[Dataset records]
----------------
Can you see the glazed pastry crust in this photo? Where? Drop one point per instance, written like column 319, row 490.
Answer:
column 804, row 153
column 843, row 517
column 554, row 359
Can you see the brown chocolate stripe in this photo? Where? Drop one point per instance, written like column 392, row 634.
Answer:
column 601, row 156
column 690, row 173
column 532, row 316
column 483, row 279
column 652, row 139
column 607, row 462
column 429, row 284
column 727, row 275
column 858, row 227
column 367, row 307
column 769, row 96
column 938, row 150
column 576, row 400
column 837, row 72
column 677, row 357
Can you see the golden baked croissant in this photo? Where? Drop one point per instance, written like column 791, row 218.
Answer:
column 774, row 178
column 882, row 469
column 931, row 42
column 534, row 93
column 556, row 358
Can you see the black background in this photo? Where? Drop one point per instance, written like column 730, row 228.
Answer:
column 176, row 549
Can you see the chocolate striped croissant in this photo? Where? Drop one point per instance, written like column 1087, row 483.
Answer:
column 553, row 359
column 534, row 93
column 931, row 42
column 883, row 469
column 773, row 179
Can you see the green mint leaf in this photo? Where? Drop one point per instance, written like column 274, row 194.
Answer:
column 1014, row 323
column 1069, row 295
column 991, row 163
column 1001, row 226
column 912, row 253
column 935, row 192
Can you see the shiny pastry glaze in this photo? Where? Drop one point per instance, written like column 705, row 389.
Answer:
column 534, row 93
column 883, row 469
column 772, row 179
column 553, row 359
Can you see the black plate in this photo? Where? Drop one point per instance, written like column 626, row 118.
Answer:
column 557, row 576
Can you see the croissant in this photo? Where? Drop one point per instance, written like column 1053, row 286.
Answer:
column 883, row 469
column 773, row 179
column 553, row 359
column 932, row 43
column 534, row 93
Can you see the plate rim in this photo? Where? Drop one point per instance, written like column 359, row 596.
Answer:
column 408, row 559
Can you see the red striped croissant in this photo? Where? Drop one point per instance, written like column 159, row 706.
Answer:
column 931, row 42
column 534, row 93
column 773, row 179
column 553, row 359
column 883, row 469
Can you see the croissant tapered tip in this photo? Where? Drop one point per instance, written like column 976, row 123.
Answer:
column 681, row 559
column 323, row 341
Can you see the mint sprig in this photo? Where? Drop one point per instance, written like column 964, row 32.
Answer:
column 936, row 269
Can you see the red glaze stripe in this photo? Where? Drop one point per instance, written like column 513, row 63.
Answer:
----------------
Go through the records from the first line and copy each one exactly, ending after the line that contains "Can you see the brown". Give nothing else.

ANSWER BELOW:
Can you see the glazed pastry crust in this photo? Where? Drop one point per instance, written like column 319, row 490.
Answer:
column 804, row 153
column 843, row 517
column 554, row 359
Can you see the brown chocolate stripe in this photo? Where? Drop one point per instance, written like column 392, row 634.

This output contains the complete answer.